### Requirement
Count the lines in the items below that contain the word "crumpled", and give only that number.

### Supplied material
....................

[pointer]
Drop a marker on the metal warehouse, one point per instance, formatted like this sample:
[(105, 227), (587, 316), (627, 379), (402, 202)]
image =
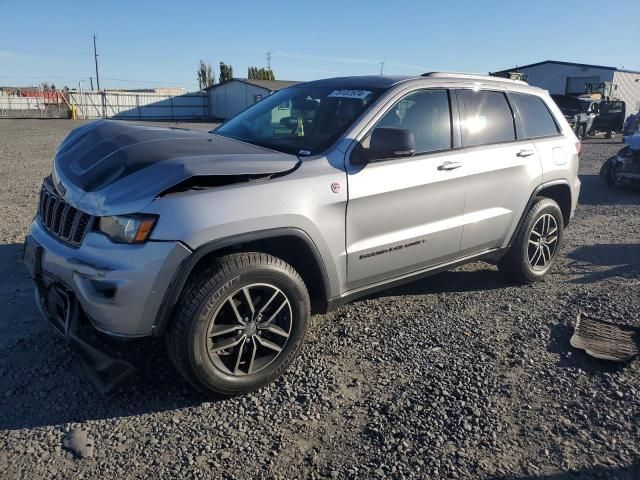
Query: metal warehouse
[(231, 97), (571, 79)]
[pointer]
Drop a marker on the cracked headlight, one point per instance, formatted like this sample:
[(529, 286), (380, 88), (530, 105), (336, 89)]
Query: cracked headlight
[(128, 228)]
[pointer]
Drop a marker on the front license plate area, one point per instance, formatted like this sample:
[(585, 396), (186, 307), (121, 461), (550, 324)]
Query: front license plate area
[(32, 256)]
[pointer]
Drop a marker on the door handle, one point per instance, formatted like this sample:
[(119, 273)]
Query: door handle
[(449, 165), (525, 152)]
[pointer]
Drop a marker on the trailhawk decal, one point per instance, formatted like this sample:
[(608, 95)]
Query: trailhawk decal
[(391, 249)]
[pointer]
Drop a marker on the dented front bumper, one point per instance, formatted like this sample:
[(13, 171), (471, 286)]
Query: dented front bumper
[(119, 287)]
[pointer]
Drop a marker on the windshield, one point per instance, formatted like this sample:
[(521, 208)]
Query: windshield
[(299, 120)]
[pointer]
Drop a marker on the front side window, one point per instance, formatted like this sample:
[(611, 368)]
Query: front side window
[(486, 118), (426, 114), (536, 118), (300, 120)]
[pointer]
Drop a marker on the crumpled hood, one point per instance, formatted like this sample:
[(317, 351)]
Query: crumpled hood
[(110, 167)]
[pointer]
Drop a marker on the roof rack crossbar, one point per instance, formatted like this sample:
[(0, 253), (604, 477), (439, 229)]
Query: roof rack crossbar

....................

### Exercise answer
2